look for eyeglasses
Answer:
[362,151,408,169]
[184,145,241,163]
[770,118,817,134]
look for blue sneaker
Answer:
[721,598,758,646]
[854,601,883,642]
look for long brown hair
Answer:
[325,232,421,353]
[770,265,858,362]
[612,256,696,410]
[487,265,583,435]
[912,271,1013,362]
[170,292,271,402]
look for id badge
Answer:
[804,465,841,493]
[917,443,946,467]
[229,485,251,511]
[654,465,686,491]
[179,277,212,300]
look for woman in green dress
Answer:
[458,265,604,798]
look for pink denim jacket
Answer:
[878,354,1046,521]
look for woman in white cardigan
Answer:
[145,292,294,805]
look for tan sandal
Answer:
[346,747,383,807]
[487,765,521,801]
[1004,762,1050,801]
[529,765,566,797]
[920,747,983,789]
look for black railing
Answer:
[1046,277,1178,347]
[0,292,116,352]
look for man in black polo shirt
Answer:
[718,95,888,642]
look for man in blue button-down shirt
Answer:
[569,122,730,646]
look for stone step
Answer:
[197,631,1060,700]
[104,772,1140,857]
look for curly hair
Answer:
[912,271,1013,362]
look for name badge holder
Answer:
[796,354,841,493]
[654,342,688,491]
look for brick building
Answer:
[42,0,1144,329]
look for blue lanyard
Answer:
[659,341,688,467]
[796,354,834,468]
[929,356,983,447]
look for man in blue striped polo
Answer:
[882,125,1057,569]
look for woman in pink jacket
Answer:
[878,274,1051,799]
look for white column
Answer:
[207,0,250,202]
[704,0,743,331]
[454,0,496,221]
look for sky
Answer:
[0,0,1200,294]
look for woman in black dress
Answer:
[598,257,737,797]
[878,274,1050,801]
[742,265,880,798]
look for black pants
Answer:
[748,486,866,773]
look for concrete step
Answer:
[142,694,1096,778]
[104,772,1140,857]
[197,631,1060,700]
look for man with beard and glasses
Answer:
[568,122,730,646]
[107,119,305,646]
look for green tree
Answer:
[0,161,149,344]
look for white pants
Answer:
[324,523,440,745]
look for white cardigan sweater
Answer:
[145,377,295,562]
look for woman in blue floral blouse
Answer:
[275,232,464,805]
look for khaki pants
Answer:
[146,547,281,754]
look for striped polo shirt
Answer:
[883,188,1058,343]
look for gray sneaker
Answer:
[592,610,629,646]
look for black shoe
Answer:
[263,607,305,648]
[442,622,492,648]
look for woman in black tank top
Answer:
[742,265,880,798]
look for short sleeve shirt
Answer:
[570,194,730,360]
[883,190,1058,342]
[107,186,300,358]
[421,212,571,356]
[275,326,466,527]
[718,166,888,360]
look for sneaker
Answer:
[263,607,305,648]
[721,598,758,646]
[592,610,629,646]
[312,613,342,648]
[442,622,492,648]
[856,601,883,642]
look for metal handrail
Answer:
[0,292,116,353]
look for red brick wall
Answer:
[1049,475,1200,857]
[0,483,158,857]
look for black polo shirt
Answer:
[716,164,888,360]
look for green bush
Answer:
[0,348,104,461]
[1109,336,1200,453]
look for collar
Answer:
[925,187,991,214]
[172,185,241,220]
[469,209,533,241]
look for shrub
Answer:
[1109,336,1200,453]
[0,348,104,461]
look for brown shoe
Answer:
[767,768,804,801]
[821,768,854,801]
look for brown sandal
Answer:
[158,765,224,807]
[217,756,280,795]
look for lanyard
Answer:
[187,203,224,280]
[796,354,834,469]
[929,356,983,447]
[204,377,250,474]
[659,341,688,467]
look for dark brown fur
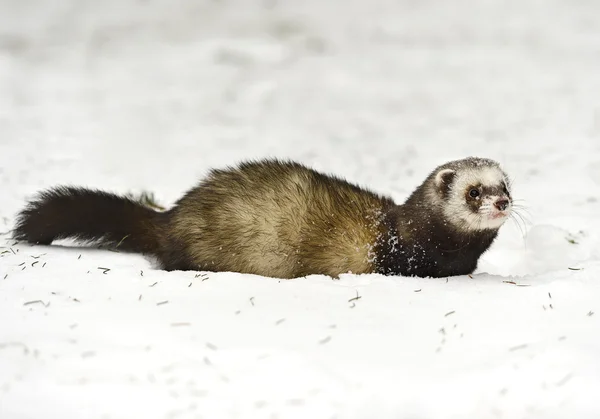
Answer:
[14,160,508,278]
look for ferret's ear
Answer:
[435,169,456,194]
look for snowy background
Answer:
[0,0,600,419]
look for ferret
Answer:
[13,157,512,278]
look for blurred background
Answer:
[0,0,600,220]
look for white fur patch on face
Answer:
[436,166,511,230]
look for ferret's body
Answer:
◆ ◆ ◆ ◆
Scale everything from the line containing "look for woman in white cardigan" down to the line containing "[145,377,295,562]", both ends included. Reproduce only those lines, requests included, with every bounding-box coordinate in the answers multiplied by 1.8 and rounded to a whole number, halves rounding up.

look for woman in white cardigan
Answer:
[261,526,529,1449]
look for tan sandal
Answer:
[623,1345,689,1453]
[877,1377,938,1442]
[1807,1372,1890,1442]
[952,1377,1019,1435]
[1656,1345,1769,1420]
look for black railing
Answer:
[1883,499,2120,625]
[0,526,209,634]
look for man in black polo shirt
Answer:
[1292,171,1598,1156]
look for man in blue button-down shirt
Answer:
[1024,220,1314,1163]
look for stone step
Answer:
[355,1136,1908,1260]
[187,1390,2052,1543]
look for curly hair
Answer:
[1642,488,1823,652]
look for name badge holder
Answer:
[1433,637,1514,887]
[1177,616,1238,884]
look for brick building
Answer:
[76,0,2059,592]
look for blue lanyard
Answer:
[1186,614,1238,841]
[1433,637,1501,842]
[1672,641,1769,805]
look for man in blue striped polo
Answer:
[1588,225,1903,1024]
look for woman in pink jacket
Answer:
[1580,493,1892,1438]
look for white column
Answer:
[373,0,450,364]
[1267,0,1337,596]
[817,0,893,398]
look for sky
Answer:
[0,0,2160,529]
look for woman in black dress
Answer:
[1076,463,1327,1435]
[1580,493,1890,1442]
[1336,477,1584,1436]
look for black pants
Answer:
[1346,875,1559,1391]
look for concrete step
Answer:
[256,1249,1973,1400]
[187,1390,2052,1543]
[355,1136,1908,1260]
look for man with beard and glasses
Answer:
[1022,220,1314,1163]
[193,214,549,1163]
look for green tree
Answer:
[0,290,268,619]
look for white pants
Answer:
[583,941,792,1341]
look for white cardigan sweater
Answer:
[261,679,531,1012]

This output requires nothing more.